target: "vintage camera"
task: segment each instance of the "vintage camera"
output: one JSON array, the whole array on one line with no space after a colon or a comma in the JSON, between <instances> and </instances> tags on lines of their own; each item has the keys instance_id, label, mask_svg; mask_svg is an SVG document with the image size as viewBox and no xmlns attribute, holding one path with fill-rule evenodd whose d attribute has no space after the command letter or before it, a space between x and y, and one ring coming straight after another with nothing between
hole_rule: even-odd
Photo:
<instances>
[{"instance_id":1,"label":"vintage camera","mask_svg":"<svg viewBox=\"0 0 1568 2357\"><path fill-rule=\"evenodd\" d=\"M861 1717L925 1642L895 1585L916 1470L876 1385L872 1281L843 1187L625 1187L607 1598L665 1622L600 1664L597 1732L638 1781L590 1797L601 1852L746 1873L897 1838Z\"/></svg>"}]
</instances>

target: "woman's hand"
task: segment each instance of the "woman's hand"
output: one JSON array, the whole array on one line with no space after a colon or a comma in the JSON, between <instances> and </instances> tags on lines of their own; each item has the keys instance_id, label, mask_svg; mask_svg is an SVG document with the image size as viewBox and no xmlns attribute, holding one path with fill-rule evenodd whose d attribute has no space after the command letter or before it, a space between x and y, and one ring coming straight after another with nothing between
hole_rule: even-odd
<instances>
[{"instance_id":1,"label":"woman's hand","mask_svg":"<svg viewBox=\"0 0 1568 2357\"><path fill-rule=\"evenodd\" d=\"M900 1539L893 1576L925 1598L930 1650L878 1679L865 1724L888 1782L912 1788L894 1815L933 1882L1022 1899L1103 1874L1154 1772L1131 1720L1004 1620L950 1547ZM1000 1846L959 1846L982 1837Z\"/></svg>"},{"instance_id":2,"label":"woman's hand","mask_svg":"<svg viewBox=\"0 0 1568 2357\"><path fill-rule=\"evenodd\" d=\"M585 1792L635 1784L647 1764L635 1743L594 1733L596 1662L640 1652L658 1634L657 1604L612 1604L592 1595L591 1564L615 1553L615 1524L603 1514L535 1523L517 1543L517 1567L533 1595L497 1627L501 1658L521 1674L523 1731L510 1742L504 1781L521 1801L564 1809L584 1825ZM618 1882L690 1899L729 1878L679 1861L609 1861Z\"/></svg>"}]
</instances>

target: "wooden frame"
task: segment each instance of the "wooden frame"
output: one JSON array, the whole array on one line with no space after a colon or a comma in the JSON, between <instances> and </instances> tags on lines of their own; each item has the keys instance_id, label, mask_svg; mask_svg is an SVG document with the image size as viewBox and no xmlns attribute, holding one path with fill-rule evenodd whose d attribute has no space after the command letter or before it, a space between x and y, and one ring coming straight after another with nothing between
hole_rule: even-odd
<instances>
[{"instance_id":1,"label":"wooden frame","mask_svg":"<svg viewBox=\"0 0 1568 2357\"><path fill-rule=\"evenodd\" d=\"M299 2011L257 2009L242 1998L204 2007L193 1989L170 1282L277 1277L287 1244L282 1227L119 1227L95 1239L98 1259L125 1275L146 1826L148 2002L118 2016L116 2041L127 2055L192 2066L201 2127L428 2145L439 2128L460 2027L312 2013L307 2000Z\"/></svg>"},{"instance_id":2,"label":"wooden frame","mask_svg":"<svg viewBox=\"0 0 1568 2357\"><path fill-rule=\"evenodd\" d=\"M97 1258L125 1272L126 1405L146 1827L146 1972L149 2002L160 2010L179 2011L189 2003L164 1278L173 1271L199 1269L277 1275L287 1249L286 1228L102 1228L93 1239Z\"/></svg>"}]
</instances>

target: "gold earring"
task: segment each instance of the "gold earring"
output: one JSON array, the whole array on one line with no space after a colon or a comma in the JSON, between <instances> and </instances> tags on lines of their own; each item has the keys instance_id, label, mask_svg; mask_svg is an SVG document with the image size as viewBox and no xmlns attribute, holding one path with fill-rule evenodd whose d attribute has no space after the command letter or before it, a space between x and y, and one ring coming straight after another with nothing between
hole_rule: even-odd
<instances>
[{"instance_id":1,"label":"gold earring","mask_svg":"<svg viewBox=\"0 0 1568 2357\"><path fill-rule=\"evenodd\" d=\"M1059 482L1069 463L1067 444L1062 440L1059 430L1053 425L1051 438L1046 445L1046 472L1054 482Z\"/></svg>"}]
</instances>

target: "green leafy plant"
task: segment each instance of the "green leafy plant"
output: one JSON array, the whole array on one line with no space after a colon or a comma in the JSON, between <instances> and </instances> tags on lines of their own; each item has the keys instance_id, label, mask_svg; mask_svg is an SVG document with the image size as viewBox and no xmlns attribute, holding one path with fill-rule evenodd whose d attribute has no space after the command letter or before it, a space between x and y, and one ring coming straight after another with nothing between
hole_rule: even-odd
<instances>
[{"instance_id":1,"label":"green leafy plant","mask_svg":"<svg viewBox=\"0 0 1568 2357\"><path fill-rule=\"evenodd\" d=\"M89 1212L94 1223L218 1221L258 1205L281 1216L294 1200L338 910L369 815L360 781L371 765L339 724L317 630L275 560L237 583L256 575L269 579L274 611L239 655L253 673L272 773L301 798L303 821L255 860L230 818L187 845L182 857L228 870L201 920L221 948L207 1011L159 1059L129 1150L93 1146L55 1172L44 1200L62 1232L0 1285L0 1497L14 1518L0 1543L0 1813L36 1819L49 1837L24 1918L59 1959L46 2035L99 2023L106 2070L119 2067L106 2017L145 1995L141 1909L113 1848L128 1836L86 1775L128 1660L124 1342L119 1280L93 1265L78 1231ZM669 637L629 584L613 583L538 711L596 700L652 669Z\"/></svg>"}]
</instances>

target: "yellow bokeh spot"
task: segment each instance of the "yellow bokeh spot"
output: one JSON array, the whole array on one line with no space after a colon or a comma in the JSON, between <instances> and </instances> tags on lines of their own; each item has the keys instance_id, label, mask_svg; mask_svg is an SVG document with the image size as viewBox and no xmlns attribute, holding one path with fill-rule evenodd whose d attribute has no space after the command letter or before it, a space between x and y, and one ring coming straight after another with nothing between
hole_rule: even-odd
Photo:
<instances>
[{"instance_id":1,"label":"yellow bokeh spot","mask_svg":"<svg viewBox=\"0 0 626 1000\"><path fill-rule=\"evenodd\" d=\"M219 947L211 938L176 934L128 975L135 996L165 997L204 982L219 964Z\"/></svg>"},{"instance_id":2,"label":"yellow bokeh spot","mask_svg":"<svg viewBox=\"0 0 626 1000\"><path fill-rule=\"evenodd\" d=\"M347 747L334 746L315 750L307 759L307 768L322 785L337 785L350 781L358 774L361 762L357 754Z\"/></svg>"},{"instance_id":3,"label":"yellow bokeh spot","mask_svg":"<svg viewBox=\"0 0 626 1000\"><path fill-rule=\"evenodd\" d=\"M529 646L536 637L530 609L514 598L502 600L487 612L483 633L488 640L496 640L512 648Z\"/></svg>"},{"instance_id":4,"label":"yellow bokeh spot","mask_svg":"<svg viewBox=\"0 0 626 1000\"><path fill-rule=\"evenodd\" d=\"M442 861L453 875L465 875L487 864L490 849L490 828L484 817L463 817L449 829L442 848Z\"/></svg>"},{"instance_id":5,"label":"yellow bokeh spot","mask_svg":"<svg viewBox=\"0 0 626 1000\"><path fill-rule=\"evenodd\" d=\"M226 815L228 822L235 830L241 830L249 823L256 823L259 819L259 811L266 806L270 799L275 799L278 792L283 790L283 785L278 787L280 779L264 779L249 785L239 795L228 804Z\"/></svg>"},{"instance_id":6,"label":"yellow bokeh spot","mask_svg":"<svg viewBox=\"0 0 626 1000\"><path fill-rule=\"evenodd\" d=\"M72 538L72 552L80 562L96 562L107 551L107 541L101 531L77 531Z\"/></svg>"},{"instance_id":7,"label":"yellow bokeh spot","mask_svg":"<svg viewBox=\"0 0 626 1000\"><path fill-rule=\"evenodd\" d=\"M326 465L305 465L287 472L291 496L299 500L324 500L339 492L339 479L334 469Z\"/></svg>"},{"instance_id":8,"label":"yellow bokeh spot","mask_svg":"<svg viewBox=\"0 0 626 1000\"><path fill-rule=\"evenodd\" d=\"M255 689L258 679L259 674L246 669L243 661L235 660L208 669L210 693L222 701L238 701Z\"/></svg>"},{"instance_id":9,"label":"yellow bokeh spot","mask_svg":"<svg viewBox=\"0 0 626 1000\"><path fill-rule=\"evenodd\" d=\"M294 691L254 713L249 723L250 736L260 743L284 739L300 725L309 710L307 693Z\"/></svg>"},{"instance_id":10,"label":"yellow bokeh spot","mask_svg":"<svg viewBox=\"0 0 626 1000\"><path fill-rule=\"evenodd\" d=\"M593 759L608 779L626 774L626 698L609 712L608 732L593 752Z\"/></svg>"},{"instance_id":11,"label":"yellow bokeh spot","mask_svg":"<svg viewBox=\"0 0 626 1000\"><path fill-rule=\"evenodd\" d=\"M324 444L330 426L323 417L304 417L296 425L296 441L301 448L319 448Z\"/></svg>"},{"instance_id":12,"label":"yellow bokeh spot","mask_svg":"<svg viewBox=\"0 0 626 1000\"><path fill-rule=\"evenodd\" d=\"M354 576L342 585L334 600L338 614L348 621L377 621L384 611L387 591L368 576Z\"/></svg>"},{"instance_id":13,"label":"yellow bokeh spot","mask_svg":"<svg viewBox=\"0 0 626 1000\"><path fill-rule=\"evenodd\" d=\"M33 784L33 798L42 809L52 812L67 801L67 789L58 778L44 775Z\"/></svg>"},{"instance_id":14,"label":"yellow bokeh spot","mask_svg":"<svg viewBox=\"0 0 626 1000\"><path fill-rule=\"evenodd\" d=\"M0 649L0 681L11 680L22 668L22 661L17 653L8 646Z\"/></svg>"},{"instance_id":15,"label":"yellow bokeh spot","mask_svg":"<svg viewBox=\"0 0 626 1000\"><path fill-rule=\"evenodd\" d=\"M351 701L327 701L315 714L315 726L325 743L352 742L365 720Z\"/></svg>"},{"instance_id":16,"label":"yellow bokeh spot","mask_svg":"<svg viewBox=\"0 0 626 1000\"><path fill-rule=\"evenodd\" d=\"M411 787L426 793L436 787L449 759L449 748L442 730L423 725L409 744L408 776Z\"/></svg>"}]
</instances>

------------

The string "segment" marks the lines to return from the material. Copy each one.

task: segment each instance of the "vintage camera"
task: segment each instance of the "woman's hand"
task: segment each instance of the "wooden frame"
task: segment each instance of the "gold earring"
task: segment each instance of the "green leafy plant"
task: segment each instance of the "yellow bokeh spot"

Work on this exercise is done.